Problem statement:
Your task is to show every line in the listing below that includes "query".
------------------------------------------------
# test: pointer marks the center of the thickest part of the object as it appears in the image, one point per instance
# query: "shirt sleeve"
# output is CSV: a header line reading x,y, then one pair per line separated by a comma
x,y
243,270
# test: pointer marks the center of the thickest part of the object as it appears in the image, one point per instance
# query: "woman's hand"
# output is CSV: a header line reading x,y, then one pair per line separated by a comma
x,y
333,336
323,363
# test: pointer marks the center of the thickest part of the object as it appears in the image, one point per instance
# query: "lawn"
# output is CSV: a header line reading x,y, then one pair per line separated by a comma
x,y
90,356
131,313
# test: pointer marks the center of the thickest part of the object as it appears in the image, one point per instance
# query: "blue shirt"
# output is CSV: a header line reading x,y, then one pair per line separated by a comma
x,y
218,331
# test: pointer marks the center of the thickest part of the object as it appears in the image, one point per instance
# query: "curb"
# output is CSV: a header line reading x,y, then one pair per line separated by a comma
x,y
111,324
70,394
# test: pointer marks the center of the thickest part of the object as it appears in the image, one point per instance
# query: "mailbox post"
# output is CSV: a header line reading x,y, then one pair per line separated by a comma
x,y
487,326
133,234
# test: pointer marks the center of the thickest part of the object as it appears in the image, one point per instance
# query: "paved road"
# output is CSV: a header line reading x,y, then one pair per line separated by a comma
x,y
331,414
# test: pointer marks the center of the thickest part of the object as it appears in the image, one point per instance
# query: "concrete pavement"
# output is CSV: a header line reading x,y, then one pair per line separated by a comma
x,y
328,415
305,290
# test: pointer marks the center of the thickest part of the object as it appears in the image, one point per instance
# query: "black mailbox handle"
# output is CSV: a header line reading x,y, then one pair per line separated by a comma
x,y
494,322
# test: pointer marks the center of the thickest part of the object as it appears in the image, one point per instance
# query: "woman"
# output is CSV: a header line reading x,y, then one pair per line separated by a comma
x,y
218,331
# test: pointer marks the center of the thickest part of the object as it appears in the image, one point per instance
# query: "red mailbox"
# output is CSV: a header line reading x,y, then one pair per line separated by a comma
------------------------------------------------
Exercise result:
# query: "shirt sleeve"
# query: "woman's hand"
# query: "lawn"
# query: "blue shirt"
# query: "curb"
# query: "mailbox post"
# query: "paved road"
# query: "concrete pavement"
# query: "black mailbox handle"
# query: "woman"
# query: "red mailbox"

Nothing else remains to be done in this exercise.